> _Required task_
Tally the lines in the listing below that contain the string "side", treating uppercase and lowercase as different. Reply with the number alone.

> _Working data_
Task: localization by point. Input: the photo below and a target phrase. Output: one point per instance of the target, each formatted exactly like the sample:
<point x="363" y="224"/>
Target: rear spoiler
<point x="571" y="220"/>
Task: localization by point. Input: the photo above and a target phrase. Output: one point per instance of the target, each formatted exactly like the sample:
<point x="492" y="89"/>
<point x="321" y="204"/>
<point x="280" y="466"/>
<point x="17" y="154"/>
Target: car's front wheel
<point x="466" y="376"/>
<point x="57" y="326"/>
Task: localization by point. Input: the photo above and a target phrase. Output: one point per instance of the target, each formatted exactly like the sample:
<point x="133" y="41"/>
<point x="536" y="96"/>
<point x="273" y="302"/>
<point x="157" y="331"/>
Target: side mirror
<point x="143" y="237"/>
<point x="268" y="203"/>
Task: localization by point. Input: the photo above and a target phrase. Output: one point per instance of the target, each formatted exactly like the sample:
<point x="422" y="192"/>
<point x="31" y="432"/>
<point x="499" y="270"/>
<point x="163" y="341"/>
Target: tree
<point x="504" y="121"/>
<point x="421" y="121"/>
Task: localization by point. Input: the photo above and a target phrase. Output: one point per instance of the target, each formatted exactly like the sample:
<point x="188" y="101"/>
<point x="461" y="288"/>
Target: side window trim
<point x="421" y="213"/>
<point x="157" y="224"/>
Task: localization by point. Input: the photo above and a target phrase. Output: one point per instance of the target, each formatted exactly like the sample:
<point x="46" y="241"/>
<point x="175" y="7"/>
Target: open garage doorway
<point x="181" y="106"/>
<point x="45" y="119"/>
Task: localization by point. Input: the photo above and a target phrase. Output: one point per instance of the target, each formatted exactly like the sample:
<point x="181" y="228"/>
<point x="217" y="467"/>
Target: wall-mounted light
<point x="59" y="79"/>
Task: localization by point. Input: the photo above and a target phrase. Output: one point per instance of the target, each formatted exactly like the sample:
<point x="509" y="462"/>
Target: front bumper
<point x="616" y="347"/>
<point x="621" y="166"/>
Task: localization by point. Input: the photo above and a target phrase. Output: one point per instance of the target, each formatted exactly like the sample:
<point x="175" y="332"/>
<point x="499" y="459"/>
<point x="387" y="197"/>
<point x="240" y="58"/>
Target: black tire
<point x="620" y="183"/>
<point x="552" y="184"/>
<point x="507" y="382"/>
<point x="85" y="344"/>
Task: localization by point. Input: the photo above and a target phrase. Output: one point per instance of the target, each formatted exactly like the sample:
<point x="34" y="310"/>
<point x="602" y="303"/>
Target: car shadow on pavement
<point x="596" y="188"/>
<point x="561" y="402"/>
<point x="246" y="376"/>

> _Written answer_
2